_Text extract:_
———

Many decades ago I ended my relationship with Jilly and experienced a full year of her intense angst dealing with unrequited love. It was terribly painful, especially for her, but taught me some valuable lessons about love. Jilly told me, “Oh well! perhaps you should use what you learned with me to make your future relationships better. That’s what it’s all about isn’t it?” This story honours her and her impact upon my life.

“I don’t want to throw away this relationship I don’t think it is dead or even dying. I actively enjoy your company and doing things with you. I keep writing you letters to get it all out of my system. I just can’t accept the way you acted towards me. I can’t imagine how you conceived your notion of disinvolvement could go smoothly after the intensity of our prior relationship. There must be kinder ways to end a relationship. What was wrong with you wanting to be with me or me wanting to be with you? I want to live with you or at least carry-on going out with you. I think that there are still lots of things we can do together and lots of ways we can develop our relationship. Have we really gone over the point of no return? I haven’t yet. There were even moments when I was completely and utterly happy. Please think.” Letter from Jilly – June 1974
The pain and agony of an unrequited love comes from an intense longing that spans a significant timeframe and involves little or no reciprocation from the love interest. This was not how my relationship with Jilly began nor was it how I imagined it would end. We first became acquainted at a dinner party in the house I shared, with my friend Anita and four other young people, while I was a student reading for a Business Studies degree.

Our feet met under the table and a salacious flirtation ignited. She was blonde and ravishingly beautiful with a razor sharp wit and intellect to match. In no time at all we engaged in the carnal pleasures prevalent in swinging London at that time. She occupied my bed and I visited hers – sometimes they were still warm from lovemaking with a prior amour. We asked no questions about other lovers – which led me to believe our relationship was open and free – but I was soon to learn otherwise.

———

_Extracted records:_
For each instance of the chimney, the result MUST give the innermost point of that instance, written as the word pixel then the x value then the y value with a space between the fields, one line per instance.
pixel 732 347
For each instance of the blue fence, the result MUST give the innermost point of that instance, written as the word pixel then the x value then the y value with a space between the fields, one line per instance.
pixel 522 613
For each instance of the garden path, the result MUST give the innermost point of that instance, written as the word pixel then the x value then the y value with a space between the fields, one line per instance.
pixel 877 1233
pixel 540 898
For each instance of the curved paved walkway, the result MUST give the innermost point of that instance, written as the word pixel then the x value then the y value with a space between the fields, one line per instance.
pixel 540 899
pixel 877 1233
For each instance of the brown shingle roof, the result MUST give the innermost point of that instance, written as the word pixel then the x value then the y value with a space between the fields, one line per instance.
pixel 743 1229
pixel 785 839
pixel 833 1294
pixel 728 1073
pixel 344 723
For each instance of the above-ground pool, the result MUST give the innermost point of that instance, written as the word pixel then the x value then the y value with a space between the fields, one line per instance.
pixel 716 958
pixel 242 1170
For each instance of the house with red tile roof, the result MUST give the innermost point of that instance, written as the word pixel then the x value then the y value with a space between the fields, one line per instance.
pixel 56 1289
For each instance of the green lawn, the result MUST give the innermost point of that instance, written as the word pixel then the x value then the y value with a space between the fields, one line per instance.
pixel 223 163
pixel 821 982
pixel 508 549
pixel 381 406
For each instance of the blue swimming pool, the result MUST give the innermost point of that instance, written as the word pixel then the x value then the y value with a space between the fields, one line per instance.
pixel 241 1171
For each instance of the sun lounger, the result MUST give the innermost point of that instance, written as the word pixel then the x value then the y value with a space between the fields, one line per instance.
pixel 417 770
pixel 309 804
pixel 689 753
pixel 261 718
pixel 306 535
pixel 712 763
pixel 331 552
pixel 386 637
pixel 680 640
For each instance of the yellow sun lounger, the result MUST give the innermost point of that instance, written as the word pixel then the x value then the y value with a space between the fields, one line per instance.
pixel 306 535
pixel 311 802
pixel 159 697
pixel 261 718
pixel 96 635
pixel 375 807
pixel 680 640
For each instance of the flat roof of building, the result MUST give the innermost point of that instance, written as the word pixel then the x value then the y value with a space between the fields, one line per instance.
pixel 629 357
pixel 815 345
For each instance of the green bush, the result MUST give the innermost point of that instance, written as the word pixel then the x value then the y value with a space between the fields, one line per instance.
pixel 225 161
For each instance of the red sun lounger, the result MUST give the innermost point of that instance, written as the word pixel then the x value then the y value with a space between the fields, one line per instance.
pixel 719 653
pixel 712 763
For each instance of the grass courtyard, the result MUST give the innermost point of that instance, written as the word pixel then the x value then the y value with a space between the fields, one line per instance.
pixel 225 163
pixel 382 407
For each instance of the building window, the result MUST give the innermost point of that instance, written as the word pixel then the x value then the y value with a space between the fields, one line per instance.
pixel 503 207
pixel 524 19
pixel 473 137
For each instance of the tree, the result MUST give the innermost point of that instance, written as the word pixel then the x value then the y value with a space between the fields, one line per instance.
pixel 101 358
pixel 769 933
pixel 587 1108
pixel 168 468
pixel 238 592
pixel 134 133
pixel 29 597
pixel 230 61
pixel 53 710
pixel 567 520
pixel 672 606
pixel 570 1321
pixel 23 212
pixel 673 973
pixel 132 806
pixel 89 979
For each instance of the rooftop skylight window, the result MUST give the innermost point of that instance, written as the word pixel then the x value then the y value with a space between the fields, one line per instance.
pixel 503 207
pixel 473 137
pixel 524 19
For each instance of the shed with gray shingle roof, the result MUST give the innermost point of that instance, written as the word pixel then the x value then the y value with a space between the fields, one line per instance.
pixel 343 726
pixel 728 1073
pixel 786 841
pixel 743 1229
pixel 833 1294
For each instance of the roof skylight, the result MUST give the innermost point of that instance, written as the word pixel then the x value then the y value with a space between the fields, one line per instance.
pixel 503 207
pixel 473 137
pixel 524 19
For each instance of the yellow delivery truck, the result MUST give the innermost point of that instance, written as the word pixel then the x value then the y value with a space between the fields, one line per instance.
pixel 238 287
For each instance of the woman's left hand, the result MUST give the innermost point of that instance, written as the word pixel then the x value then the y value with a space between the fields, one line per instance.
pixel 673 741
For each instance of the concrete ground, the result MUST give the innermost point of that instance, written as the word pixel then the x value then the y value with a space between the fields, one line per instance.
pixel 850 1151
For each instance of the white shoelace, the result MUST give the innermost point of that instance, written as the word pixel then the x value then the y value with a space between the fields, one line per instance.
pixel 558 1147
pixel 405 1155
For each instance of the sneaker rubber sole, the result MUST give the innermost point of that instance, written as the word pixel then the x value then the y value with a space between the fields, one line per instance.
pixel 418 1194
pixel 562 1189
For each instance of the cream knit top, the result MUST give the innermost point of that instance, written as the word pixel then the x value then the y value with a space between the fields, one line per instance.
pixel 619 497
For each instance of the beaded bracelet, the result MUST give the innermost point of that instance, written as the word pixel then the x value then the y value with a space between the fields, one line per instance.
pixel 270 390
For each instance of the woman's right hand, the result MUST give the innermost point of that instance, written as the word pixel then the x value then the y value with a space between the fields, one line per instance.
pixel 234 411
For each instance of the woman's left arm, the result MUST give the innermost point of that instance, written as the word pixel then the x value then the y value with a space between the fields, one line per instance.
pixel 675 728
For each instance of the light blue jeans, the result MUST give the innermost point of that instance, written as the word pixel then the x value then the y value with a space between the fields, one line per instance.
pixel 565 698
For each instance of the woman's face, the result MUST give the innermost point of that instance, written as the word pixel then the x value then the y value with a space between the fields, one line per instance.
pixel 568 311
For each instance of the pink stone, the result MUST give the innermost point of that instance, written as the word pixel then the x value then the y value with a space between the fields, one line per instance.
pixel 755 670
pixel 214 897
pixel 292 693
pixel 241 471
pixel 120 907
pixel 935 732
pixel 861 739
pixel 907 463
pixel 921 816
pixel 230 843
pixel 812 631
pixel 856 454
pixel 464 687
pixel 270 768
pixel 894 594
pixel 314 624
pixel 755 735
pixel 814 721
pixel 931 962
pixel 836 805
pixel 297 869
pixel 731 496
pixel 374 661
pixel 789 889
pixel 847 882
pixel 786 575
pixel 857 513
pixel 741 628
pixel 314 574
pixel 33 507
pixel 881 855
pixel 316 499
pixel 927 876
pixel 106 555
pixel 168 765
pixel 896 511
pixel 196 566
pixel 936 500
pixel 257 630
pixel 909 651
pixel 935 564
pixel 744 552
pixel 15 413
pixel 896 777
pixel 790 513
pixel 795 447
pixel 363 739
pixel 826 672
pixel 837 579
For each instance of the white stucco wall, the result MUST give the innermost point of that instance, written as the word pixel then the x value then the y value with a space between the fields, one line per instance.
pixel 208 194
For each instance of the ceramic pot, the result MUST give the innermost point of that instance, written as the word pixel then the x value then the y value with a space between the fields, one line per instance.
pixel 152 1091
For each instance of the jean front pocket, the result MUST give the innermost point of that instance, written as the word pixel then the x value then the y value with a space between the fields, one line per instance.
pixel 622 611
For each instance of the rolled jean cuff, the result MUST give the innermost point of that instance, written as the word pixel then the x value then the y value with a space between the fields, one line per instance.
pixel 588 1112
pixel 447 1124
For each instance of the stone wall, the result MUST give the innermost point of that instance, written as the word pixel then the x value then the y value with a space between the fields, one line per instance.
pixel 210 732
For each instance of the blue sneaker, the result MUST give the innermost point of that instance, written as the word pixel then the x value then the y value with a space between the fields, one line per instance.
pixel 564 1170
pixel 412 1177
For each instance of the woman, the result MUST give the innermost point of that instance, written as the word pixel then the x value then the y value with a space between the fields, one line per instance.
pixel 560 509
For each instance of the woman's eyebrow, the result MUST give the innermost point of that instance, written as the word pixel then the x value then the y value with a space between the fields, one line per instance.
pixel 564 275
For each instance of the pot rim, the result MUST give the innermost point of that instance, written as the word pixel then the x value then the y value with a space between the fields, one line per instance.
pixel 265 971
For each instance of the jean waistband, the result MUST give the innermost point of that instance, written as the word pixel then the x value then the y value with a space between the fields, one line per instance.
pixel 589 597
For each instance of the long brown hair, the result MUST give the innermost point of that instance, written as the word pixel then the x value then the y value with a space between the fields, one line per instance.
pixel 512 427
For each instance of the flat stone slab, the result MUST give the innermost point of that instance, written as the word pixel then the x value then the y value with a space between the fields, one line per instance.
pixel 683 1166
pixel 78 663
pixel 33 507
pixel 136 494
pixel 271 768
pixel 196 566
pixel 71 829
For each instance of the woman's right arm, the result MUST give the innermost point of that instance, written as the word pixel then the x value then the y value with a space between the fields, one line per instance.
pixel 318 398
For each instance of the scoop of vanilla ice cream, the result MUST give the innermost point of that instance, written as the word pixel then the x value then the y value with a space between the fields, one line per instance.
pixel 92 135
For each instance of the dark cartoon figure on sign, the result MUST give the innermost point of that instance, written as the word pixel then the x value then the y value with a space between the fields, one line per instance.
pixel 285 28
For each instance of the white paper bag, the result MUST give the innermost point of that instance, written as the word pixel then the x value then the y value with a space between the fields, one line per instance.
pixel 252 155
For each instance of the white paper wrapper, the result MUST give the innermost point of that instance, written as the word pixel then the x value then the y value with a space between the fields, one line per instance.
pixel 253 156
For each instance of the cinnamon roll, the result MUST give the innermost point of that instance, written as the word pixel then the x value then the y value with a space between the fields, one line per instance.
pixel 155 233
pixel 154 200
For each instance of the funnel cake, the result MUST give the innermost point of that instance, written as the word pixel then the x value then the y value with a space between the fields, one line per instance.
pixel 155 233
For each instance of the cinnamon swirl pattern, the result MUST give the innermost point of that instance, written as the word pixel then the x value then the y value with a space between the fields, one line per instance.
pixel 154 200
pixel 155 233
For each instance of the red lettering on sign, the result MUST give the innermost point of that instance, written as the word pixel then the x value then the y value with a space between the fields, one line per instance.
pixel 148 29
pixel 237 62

———

In the extract about Jilly, at what kind of gathering did the narrator first meet Jilly? Rely only on the extract about Jilly, not on the records.

A dinner party at the house the narrator shared with Anita and four other young people.